Find each line in the items below that contains the string "field" and copy those lines out unchanged.

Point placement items
* BEGIN *

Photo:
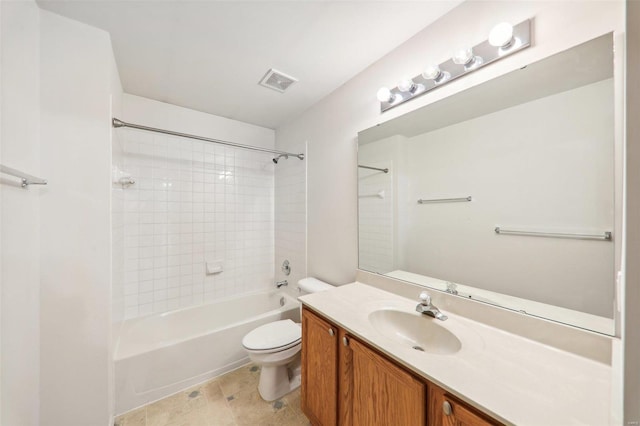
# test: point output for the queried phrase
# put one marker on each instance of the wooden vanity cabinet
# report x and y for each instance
(446, 410)
(345, 382)
(319, 393)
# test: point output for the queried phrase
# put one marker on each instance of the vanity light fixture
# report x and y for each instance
(504, 40)
(501, 35)
(407, 85)
(433, 72)
(384, 95)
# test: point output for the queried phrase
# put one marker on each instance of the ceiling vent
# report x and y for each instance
(276, 80)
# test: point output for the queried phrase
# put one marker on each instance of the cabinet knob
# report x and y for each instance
(446, 407)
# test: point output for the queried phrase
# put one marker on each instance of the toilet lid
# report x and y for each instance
(273, 335)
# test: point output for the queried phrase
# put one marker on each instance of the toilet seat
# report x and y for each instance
(273, 337)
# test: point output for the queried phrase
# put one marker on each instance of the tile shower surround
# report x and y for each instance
(194, 202)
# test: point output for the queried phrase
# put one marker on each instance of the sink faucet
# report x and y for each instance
(425, 307)
(452, 288)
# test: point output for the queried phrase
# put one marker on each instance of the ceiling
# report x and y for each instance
(210, 55)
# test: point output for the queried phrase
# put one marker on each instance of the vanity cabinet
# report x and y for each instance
(347, 383)
(319, 393)
(446, 410)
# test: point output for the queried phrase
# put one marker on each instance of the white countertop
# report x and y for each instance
(556, 313)
(513, 379)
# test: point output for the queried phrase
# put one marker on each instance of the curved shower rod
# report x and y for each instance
(119, 123)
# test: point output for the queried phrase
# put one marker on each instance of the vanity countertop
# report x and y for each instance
(511, 378)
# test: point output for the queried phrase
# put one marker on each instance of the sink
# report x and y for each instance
(414, 330)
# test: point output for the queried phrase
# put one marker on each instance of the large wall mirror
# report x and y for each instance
(504, 193)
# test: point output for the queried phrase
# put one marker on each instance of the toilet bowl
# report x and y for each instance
(276, 346)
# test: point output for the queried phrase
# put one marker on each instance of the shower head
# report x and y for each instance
(275, 160)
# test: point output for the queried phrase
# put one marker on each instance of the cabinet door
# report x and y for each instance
(445, 410)
(319, 370)
(383, 393)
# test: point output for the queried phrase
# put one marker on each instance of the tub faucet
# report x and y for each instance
(425, 307)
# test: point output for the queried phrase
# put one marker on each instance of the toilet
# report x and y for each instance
(275, 347)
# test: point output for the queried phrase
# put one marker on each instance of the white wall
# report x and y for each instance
(75, 296)
(194, 202)
(291, 217)
(19, 210)
(331, 125)
(631, 318)
(117, 234)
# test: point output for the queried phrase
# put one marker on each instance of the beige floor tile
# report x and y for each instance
(197, 417)
(249, 409)
(171, 409)
(230, 400)
(221, 414)
(212, 390)
(132, 418)
(242, 378)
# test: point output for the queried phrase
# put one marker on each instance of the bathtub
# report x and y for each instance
(162, 354)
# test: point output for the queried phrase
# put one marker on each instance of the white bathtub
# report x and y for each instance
(159, 355)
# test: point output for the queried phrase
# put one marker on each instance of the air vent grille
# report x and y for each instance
(276, 80)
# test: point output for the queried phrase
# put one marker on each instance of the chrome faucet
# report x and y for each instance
(425, 307)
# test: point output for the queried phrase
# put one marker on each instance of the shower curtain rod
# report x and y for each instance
(119, 123)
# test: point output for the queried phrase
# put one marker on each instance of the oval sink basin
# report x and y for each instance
(416, 331)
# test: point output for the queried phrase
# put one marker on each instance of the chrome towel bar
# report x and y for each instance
(605, 236)
(445, 200)
(385, 170)
(26, 178)
(119, 123)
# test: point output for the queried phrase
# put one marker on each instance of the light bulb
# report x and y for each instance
(501, 35)
(432, 72)
(463, 56)
(406, 85)
(384, 95)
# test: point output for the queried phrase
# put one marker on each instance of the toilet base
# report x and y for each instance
(277, 381)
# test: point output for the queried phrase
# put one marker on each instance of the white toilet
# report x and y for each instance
(275, 347)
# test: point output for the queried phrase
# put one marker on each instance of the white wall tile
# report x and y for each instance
(193, 202)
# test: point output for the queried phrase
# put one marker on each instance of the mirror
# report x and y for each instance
(503, 193)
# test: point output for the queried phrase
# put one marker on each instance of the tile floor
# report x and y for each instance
(229, 400)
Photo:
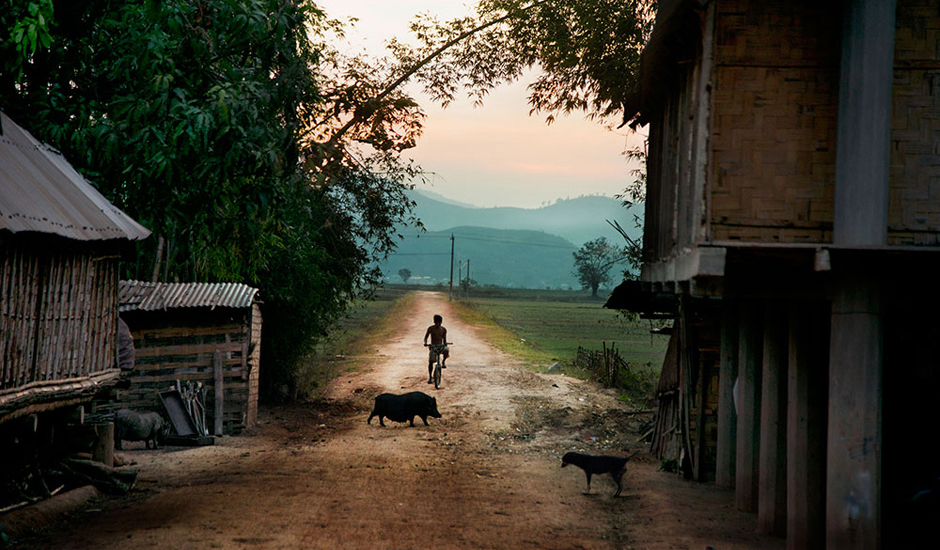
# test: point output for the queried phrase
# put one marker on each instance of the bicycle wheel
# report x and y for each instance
(437, 374)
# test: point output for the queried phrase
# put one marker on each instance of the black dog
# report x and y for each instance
(616, 466)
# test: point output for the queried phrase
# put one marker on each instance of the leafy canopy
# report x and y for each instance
(256, 152)
(205, 121)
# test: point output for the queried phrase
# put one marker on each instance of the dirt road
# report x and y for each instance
(486, 475)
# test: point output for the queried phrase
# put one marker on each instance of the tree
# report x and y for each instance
(256, 152)
(204, 121)
(593, 262)
(588, 52)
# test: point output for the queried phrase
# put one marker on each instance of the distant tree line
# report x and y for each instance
(256, 152)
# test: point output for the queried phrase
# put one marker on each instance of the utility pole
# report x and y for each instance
(450, 292)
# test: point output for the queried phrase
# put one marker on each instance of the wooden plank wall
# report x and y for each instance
(914, 197)
(184, 351)
(58, 316)
(254, 366)
(774, 120)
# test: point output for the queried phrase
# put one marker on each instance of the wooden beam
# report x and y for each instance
(863, 139)
(807, 391)
(727, 418)
(772, 471)
(853, 457)
(750, 355)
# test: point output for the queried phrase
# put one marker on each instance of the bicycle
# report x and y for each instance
(438, 350)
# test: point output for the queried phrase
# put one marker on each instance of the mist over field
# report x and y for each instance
(510, 247)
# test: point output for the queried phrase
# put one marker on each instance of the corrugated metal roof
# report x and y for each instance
(144, 296)
(40, 191)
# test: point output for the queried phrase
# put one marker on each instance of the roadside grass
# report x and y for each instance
(352, 341)
(541, 329)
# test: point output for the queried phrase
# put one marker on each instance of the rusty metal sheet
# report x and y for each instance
(145, 296)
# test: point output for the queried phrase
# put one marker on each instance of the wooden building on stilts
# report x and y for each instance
(794, 205)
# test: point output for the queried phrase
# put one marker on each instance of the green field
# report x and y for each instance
(538, 327)
(547, 327)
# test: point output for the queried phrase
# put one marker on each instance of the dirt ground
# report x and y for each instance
(486, 475)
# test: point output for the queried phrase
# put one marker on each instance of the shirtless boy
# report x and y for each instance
(438, 335)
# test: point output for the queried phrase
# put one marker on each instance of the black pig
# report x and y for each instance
(134, 426)
(403, 407)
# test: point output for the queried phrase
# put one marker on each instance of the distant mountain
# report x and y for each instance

* END *

## [RESPONSE FOR THIS EXERCISE]
# put one marker on each instance of the mist over field
# put one marker on each instance of the green field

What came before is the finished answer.